本文:

2019年2月8日金曜日

香椎線 キハ40系の旅


香椎線は福岡近郊を走るローカル線である。この路線の特徴は両端の駅に接続する他路線が無いことで、それゆえに乗りつぶしや旅行のルートに組み入れ難かった。そんなわけで中々乗車の機会を持つことがなかったのだが、この路線から国鉄型車両の生き残りであるキハ40系が近々引退するとのことで、鉄旅の先輩であるJ氏と共に香椎線キハ40系を求めて西戸崎駅へと向かった。

 やってきたのは西戸崎(さいとざき)駅。2本の列車が同時に停車できる配線となっている。


 
乗車するのはキハ47 9074でエンジン換装のなされた車両であった。原型エンジン車両が走る香椎線であるがゆえ、その車両を期待していたのだが、第1ランナーはエンジン換装タイプ。後ほど原型エンジン車両に乗ることもできたので、結果的にはいろいろ楽しめて良かったと思う。

収集データ
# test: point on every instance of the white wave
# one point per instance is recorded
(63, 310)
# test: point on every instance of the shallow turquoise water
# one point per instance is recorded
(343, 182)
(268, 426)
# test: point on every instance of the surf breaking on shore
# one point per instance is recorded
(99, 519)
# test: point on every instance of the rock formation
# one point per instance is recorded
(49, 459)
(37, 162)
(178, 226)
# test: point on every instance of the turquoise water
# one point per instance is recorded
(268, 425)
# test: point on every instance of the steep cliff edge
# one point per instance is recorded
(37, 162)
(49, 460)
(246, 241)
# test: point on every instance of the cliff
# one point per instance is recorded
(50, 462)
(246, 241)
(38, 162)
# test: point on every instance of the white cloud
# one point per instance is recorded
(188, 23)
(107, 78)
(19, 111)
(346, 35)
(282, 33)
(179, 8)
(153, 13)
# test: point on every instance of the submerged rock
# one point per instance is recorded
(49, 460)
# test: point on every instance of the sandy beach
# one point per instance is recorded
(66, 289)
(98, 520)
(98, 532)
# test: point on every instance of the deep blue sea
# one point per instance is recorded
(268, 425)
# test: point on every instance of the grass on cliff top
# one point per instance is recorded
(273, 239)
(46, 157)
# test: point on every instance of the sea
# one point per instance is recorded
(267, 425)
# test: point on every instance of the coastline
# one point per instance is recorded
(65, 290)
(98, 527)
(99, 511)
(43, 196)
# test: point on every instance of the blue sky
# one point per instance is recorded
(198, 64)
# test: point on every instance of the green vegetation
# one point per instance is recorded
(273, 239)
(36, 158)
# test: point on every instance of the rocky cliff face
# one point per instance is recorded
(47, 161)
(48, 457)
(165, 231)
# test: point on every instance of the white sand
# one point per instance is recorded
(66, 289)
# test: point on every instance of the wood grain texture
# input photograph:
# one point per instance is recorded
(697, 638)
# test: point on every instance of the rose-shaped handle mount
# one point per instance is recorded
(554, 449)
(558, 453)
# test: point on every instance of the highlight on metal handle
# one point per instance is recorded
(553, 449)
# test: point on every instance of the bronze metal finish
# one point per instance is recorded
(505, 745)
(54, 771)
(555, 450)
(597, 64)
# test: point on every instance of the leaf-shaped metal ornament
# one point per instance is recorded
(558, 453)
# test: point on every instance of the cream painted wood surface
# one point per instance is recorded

作成課題:
次の各記述が本文と合致するかを判定し、「はい」または「いいえ」で答えたうえで、判断の決め手となる本文の語句をそのまま引用せよ。
1. 香椎線は、両端の駅で他の路線に接続している。
2. 西戸崎駅は、2本の列車が同時に停車できる配線になっている。
3. 最初に乗車したキハ47 9074は、原型エンジンの車両だった。
本文のみを根拠とすること。

解答:
1. いいえ。「両端の駅に接続する他路線が無い」
2. はい。「2本の列車が同時に停車できる配線となっている」
3. いいえ。「キハ47 9074でエンジン換装のなされた車両であった」